**What this exercise asks**
[a] According to the Emerson quotation in the excerpted passage, why should a person forget the day's blunders and absurdities as soon as possible?
[b] Output the wording of the excerpted passage that begins at the words "Long story short, I" and stops after the words "learn to accept?".

**Excerpted passage**
※

What sound is more soothing to my soul than waves crashing against the shoreline, over and over and over again? What is more hopeful than rays of light spilling over the horizon, regardless of if that horizon is brand new, or the very same one I saw yesterday...
"Finish each day and be done with it. You have done what you could. Some blunders and absurdities have crept in; forget them as soon as you can. Tomorrow is a new day. You shall begin it serenely and with too high a spirit to be encumbered with your old nonsense."
-- Ralph Waldo Emerson
As the number escalated over the past few months I have pondered aloud to friends that surely there is some symbolism, some deeper meaning in this. One wisely pointed out that all it meant was that I was in my mid-30s. Another said that there is indeed a global baby boom happening right now. I’ve about deduced, though, that it may just be God’s way of telling me to be patient.
See, while seemingly half the women I know are hatching out bambinos, I have been scheming for months (ok, maybe longer), trying to find the escape hatch out of what I have deemed a miserable job/city/life/whatever. I have been interviewing, looking at houses in my destinations of choice, searching online for jobs, writing plans and building websites for my own dream business – in short, flailing about in daily indecision about what is my next perfect step. All the while thinking that certainly staying put was not an option. Wait? No way! I couldn’t take another day.
Long story short, I am still here. Any day now I am hoping for news that will point me in one way or the other. Surely, that door of opportunity will crack open and hopeful glimmer of light will soon trickle through…
But still I wonder, what if it doesn’t? I mean, I have apparently accepted that I’m just going to have to endure daily “misery” until i do something else or move somewhere else. So, if I don’t get Divine Direction soon, is this my assigned state of existence from here on that I need to just learn to accept?

※

**Exercise data**
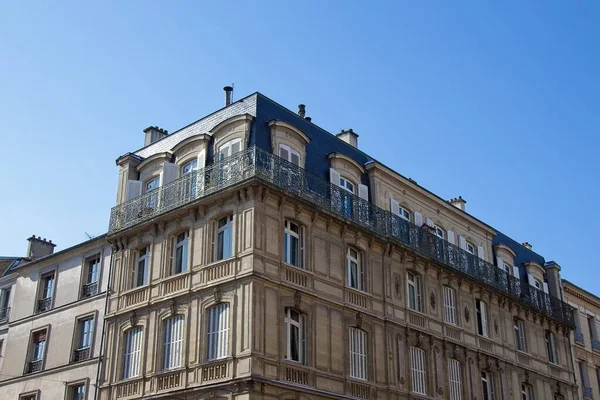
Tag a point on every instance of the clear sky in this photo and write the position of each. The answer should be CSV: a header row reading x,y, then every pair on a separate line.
x,y
495,101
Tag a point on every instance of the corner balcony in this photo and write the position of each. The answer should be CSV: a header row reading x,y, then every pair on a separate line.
x,y
259,165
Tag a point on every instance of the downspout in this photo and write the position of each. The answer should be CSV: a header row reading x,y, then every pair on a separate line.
x,y
101,354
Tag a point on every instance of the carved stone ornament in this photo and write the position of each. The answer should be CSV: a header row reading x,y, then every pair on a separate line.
x,y
217,294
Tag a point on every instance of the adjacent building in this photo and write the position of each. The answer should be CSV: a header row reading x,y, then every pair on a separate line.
x,y
53,308
585,339
257,256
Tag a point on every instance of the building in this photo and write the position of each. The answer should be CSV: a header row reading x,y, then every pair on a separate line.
x,y
585,339
258,256
53,329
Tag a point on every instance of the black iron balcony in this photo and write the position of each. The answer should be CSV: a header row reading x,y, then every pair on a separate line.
x,y
34,366
4,314
44,304
89,290
81,354
257,164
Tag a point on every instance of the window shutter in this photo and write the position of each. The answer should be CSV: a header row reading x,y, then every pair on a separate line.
x,y
169,173
394,207
480,252
418,219
134,189
450,236
334,177
363,192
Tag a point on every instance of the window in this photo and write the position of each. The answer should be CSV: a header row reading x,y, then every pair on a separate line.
x,y
455,379
358,353
38,347
526,392
449,305
84,336
132,352
76,392
140,273
418,368
487,385
413,281
293,244
520,339
47,291
224,247
4,302
481,308
551,347
92,274
470,248
218,331
356,278
180,255
295,336
289,154
173,342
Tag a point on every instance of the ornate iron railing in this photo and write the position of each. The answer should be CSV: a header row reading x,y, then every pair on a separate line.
x,y
264,166
44,304
4,314
89,290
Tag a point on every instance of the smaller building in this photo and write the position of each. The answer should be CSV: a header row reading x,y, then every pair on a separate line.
x,y
585,340
53,307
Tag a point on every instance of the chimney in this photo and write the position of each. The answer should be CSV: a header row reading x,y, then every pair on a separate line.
x,y
349,137
459,203
39,247
153,134
301,110
228,92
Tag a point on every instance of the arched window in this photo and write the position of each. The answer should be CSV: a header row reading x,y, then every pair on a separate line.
x,y
218,332
173,342
295,332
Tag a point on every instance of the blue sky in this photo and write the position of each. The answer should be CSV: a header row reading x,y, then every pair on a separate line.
x,y
497,102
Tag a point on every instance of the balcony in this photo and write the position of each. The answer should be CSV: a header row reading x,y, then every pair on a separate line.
x,y
89,290
4,314
257,164
44,304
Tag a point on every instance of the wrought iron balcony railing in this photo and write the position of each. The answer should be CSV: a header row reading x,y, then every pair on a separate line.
x,y
255,163
4,314
89,290
44,304
34,366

※

**Answers for the exercise**
[a] Tomorrow is a new day. It should be begun serenely and with too high a spirit to be encumbered with the old nonsense.

[b]
Long story short, I am still here. Any day now I am hoping for news that will point me in one way or the other. Surely, that door of opportunity will crack open and hopeful glimmer of light will soon trickle through…
But still I wonder, what if it doesn’t? I mean, I have apparently accepted that I’m just going to have to endure daily “misery” until i do something else or move somewhere else. So, if I don’t get Divine Direction soon, is this my assigned state of existence from here on that I need to just learn to accept?